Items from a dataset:
'''

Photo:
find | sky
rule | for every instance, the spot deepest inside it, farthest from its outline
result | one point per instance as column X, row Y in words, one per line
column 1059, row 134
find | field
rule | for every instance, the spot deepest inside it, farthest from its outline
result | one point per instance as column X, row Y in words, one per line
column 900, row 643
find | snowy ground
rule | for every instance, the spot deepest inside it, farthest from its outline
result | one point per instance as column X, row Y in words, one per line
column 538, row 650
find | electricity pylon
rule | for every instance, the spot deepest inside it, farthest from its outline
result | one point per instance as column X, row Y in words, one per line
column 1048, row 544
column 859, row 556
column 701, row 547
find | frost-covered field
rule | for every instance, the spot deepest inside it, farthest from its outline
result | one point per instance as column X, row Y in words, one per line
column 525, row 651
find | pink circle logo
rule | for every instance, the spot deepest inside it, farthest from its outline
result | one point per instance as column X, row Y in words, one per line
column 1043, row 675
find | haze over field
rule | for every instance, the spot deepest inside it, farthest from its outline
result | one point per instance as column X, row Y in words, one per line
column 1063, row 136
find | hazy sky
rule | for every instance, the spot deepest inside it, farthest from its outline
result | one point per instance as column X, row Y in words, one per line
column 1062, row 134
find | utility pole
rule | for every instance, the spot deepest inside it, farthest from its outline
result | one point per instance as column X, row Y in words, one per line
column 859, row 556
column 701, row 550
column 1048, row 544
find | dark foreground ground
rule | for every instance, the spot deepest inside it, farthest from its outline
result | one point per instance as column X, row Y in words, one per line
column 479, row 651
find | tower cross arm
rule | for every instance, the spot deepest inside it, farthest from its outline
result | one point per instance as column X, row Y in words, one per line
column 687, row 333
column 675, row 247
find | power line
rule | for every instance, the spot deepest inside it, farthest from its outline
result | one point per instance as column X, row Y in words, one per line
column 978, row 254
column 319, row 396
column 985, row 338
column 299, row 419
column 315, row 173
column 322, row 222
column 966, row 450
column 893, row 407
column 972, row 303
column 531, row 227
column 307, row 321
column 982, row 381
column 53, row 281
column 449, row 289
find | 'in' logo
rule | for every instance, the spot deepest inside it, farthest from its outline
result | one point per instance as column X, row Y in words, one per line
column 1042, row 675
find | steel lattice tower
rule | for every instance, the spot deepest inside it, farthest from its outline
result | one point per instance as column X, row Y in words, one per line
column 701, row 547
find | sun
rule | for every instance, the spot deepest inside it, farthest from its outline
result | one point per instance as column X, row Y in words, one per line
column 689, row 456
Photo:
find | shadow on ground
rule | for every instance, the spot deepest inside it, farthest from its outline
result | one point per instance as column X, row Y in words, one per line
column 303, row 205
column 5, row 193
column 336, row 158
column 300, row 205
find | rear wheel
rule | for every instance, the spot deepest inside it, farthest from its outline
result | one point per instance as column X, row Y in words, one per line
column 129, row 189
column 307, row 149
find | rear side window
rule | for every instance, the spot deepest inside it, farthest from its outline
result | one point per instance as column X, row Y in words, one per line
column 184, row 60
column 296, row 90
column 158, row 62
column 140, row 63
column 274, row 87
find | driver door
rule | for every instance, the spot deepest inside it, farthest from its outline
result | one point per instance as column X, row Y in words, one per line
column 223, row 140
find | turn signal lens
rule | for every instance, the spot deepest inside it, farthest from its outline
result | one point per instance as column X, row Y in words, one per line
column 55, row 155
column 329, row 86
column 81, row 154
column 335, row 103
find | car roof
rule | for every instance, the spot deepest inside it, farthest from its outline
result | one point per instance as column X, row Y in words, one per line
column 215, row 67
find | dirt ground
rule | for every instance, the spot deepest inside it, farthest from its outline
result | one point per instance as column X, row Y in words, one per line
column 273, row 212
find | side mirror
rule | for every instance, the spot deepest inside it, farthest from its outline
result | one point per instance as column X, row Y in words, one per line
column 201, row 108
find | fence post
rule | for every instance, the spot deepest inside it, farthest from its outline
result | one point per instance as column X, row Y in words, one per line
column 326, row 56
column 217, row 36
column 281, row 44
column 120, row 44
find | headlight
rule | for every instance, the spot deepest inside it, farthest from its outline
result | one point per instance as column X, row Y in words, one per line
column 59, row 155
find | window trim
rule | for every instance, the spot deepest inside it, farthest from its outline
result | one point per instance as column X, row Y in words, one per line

'''

Every record must be transcribed exactly as written.

Photo:
find | sky
rule | for every instance, the spot deepest inside it, farthest from its outline
result | one point per instance as column X, row Y in words, one per line
column 1059, row 134
find | field
rule | for every instance, the spot deepest inside it, farthest from its outline
result | one point per instance as column X, row Y in words, one per line
column 900, row 643
find | snowy ground
rule | for every instance, the spot deepest inside it, farthest from its outline
result | one point per instance as column X, row Y in words, one per line
column 538, row 650
find | electricity pylon
rule | for every instance, the spot deepest inside it, farthest from its outline
result | one point per instance as column X, row Y in words, one per line
column 1048, row 544
column 859, row 556
column 701, row 547
find | frost-covered field
rule | for every instance, the spot deepest inside it, farthest from its outline
result | one point per instance as column X, row Y in words, one per line
column 525, row 651
find | pink circle logo
rule | for every instance, the spot deepest inside it, farthest from its outline
result | one point per instance as column X, row Y in words, one per line
column 1043, row 675
find | haze over field
rule | for every instance, the spot deepest inside it, farthest from its outline
result | one point per instance as column X, row Y in words, one per line
column 1063, row 136
find | hazy sky
rule | for every instance, the spot deepest inside it, farthest from its outline
result | one point per instance as column X, row Y in words, one per line
column 1062, row 134
find | utility pole
rule | for every instance, the spot deepest inside it, farthest from its outline
result | one point per instance as column X, row Y in words, one per line
column 859, row 556
column 701, row 550
column 1048, row 544
find | dark foreground ground
rule | for every instance, the spot deepest inside it, farthest from its outline
result | one point per instance as column X, row Y in words, one per line
column 479, row 651
find | tower cross arm
rule | for every instance, the spot deepest inside it, farthest from its outline
result | one point per instance as column X, row Y in words, one per line
column 687, row 333
column 675, row 247
find | power line
rule | for every instance, the spot deepest inside it, farthest from its outline
result | one point per instance as column X, row Y in words, one per line
column 978, row 254
column 319, row 396
column 985, row 338
column 299, row 419
column 315, row 173
column 322, row 222
column 966, row 450
column 893, row 407
column 972, row 303
column 531, row 227
column 307, row 321
column 982, row 381
column 53, row 281
column 449, row 289
find | 'in' logo
rule | for every instance, the spot deepest inside it, farthest from its outline
result | one point per instance as column X, row Y in words, one per line
column 1042, row 675
find | steel lattice tower
rule | for every instance, the spot deepest inside it, farthest from its outline
result | one point per instance as column X, row Y in words, one per line
column 701, row 547
find | sun
rule | for every instance, the spot deepest inside it, farthest from its outline
result | one point per instance as column X, row Y in words, one per line
column 689, row 456
Photo:
find | shadow on ground
rule | for every instance, the spot deepest inside it, farthest from its outline
result | one point per instance as column X, row Y in words, one per line
column 303, row 205
column 5, row 193
column 336, row 158
column 300, row 205
find | rear wheel
rule | for every instance, the spot deepest inside it, farthest from its outline
result | one point per instance as column X, row Y in words, one per line
column 129, row 189
column 307, row 149
find | rear side window
rule | for every instance, the spot deepest inside it, farthest from its outline
result | one point per instance as column X, row Y in words, one per line
column 184, row 60
column 296, row 90
column 158, row 62
column 140, row 63
column 274, row 87
find | driver door
rule | for every instance, the spot deepest inside it, farthest from its outline
result | one point per instance as column X, row Y in words, one per line
column 223, row 140
find | turn signal lens
rule | for every instance, the spot deepest inside it, farthest from its outline
result | one point per instance as column X, row Y in words, one per line
column 55, row 155
column 329, row 86
column 81, row 154
column 335, row 103
find | car roof
rule | for every instance, the spot deepest inside it, farthest from its outline
result | one point per instance as column X, row Y in words, one per line
column 215, row 67
find | dirt ground
rule | for every instance, the spot deepest inside it, farthest from its outline
result | one point per instance as column X, row Y in words, one per line
column 273, row 212
find | side mirror
rule | for every instance, the spot deepest inside it, farthest from its outline
result | one point per instance as column X, row Y in words, one per line
column 201, row 108
find | fence post
rule | for every instance, the spot deepest inside it, farthest from its outline
result | one point per instance as column X, row Y in words, one per line
column 326, row 56
column 217, row 36
column 281, row 44
column 120, row 44
find | headlight
rule | for every instance, the spot deepest inside it, farthest from its outline
result | one point per instance as column X, row Y in words, one per line
column 59, row 155
find | window trim
rule | for every instance, the spot deepest inside it, farthest from its outline
result | one point per instance as column X, row Y in words, one per line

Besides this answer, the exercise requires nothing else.